Data entries
'''
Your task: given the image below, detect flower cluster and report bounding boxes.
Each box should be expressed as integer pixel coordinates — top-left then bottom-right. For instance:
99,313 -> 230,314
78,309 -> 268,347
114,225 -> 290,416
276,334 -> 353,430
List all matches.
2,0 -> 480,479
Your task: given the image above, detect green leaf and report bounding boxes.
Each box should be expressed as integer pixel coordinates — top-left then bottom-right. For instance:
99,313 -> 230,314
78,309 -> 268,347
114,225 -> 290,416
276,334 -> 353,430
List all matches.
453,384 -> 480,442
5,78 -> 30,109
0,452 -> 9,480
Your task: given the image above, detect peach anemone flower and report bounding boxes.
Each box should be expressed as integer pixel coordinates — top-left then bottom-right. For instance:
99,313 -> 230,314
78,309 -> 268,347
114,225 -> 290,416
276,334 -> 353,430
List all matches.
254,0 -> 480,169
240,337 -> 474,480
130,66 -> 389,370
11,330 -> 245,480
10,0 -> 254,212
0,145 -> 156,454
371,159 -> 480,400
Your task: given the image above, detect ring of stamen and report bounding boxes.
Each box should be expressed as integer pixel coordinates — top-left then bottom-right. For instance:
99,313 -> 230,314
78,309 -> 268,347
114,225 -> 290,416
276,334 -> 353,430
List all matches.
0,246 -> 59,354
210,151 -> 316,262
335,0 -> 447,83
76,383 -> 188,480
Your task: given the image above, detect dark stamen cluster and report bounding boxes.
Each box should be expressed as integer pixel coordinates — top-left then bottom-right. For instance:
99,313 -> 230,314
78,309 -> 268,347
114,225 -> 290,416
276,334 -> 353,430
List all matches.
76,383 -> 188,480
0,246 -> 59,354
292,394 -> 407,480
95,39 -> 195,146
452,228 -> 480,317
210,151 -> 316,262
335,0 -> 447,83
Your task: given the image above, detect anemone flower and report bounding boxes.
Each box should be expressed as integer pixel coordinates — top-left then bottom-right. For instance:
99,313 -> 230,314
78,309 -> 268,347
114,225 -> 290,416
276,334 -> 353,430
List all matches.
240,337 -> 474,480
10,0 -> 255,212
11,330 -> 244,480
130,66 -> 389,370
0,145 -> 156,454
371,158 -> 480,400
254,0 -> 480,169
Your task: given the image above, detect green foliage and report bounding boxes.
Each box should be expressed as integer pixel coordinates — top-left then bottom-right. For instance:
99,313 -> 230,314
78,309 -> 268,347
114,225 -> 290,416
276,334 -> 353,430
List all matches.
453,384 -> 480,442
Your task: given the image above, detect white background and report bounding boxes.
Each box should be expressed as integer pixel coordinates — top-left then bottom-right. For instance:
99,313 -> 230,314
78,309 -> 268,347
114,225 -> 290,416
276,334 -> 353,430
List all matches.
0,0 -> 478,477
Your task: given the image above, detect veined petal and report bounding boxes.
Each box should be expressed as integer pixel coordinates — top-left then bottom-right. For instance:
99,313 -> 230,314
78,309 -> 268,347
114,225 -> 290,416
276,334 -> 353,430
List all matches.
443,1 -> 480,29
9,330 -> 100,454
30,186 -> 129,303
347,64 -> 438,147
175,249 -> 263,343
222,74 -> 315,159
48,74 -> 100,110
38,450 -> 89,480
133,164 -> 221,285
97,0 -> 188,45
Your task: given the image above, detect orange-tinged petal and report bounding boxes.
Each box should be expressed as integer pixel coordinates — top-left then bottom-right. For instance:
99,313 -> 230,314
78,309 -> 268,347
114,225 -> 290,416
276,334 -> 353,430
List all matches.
'''
Please show, exactly as written, every line above that contains the word "anemone".

Your task: given the image above, detect peach anemone flower and report bounding boxes.
Your task: given the image above, detect anemone flower and report bounding boxes.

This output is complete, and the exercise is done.